- Information shown -
------------------------------------
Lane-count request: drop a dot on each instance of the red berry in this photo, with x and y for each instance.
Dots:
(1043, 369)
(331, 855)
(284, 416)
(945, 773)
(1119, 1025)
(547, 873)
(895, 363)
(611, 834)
------------------------------------
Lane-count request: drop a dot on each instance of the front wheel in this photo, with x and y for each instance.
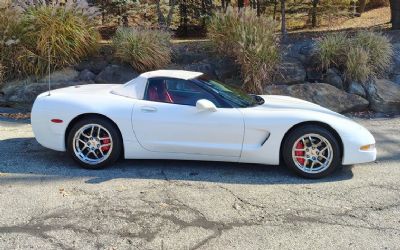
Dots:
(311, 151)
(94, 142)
------------------------------------
- Goal of the exercise -
Your reply should hold every line from the data that contains "instance", copied in full.

- Response to this exercise -
Lane-count request: drop a dot on each instance of the red berry in this photo, with x and y for each instance.
Lane-count request: drop a dot on each instance of the front wheel in this photo, with x and y for each instance.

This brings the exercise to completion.